CONSIGNE =
Recopiez tout le texte sur l'élection de Pedro Castillo, de « Au Pérou, le » jusqu'à « des élections (JNE). », en remplaçant « rassembleur » par « fédérateur ».

TEXTE FOURNI =
..........

Plus d’un mois après le second tour de l’élection présidentielle péruvienne, la victoire du candidat de gauche Pedro Castillo (Perú Libre), a définitivement été validée lundi 19 juillet. Lors d’une allocution vendredi dernier, le nouveau président a appelé le pays à se montrer uni face aux nombreuses crises qui traversent le pays.
Au Pérou, le nouveau président Pedro Castillo se présente en rassembleur. Après les batailles politiques de la campagne électorale, place, semble-t-il, à la volonté d’unité et d’apaisement.
Devant une foule de partisans réunis sur la Plaza San Martin de Lima, Pedro Castillo s’est voulu rassembleur, vendredi 22 juillet, lors d’une allocution prononcée peu après avoir reçu ses « lettres de créances » du Jury national des élections (JNE).

..........

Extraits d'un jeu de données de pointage
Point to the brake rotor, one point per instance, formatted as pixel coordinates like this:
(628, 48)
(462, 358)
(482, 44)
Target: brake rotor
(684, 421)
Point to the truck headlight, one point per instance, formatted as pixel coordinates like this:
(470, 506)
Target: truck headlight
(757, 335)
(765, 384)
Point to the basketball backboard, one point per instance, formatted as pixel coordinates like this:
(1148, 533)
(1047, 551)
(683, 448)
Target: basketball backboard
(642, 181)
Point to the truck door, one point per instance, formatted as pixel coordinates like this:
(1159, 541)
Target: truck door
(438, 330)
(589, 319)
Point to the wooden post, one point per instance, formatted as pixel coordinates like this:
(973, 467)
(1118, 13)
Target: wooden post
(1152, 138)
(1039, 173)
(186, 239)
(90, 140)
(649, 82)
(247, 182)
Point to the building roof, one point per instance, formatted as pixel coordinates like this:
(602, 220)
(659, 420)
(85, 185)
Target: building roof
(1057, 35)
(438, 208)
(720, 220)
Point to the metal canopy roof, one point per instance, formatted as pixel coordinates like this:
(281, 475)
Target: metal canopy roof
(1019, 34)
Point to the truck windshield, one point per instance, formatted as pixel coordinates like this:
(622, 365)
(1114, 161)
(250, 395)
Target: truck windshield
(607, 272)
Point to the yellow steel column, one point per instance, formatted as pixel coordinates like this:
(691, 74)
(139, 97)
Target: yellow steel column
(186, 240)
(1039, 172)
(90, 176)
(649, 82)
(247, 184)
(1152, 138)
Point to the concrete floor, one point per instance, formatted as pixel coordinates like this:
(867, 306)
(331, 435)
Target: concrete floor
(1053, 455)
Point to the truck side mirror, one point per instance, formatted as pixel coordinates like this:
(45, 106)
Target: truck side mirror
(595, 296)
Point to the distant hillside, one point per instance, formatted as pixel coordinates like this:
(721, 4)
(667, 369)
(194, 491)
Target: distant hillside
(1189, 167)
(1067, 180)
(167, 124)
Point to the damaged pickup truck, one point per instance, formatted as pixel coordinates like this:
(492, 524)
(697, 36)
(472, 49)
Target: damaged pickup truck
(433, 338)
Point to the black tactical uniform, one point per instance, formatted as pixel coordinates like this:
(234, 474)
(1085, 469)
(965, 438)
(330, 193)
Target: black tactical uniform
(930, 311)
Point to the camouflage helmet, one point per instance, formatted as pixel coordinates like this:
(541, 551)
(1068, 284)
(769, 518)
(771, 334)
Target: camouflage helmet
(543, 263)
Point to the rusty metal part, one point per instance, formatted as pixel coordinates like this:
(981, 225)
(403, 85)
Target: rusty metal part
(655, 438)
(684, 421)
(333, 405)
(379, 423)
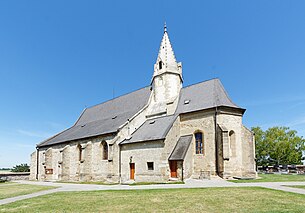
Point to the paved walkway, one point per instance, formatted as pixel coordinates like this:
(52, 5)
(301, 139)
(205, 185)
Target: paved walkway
(188, 184)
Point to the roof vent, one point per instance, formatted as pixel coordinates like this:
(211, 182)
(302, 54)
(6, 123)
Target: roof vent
(186, 102)
(152, 122)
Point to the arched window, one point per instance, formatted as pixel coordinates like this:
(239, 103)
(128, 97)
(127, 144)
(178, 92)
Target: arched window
(160, 65)
(199, 142)
(232, 143)
(80, 150)
(104, 150)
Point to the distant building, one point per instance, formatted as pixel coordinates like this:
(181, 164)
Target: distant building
(158, 133)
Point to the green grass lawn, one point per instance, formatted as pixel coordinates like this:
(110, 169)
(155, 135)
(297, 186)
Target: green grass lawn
(273, 178)
(245, 199)
(301, 187)
(12, 190)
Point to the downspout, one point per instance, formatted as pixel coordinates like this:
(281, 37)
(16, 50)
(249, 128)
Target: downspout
(182, 171)
(37, 162)
(120, 175)
(216, 142)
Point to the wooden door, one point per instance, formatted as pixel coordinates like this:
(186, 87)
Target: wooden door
(132, 171)
(173, 168)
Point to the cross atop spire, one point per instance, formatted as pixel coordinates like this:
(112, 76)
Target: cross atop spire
(166, 60)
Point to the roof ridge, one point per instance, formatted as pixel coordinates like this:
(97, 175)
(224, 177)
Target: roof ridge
(222, 87)
(200, 82)
(118, 97)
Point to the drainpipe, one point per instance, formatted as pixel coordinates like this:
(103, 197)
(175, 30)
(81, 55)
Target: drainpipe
(37, 162)
(120, 175)
(182, 172)
(216, 142)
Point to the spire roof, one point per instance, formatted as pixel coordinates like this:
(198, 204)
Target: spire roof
(166, 53)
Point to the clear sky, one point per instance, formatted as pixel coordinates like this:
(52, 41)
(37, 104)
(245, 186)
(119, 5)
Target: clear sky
(57, 57)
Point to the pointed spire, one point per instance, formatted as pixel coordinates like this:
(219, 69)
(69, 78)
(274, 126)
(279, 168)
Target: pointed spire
(166, 53)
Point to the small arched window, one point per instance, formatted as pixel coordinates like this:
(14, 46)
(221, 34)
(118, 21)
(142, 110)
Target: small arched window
(199, 142)
(104, 150)
(160, 65)
(80, 150)
(232, 143)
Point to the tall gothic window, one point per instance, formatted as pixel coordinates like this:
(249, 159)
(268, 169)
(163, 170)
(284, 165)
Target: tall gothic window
(199, 142)
(232, 143)
(104, 150)
(80, 150)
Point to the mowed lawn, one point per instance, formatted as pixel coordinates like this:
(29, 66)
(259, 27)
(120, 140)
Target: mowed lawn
(245, 199)
(295, 186)
(13, 189)
(273, 178)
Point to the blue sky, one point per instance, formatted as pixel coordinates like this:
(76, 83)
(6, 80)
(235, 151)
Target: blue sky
(57, 57)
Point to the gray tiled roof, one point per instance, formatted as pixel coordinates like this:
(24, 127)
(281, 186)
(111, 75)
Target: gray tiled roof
(181, 148)
(103, 118)
(109, 116)
(204, 95)
(153, 129)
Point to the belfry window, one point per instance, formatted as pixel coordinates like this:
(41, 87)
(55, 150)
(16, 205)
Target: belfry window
(199, 142)
(80, 150)
(160, 65)
(104, 150)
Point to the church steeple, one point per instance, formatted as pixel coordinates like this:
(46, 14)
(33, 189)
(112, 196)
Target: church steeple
(166, 60)
(166, 81)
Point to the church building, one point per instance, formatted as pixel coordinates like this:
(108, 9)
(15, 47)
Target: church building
(159, 133)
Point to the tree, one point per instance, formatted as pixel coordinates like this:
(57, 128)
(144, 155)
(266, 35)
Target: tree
(278, 145)
(21, 168)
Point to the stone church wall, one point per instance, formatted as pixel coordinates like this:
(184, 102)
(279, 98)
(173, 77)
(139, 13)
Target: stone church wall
(203, 121)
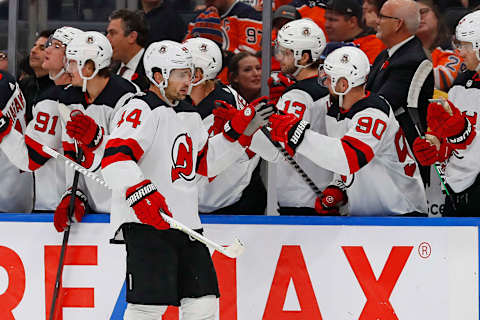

..........

RÉPONSE ATTENDUE =
Au Pérou, le nouveau président Pedro Castillo se présente en fédérateur. Après les batailles politiques de la campagne électorale, place, semble-t-il, à la volonté d’unité et d’apaisement.
Devant une foule de partisans réunis sur la Plaza San Martin de Lima, Pedro Castillo s’est voulu fédérateur, vendredi 22 juillet, lors d’une allocution prononcée peu après avoir reçu ses « lettres de créances » du Jury national des élections (JNE).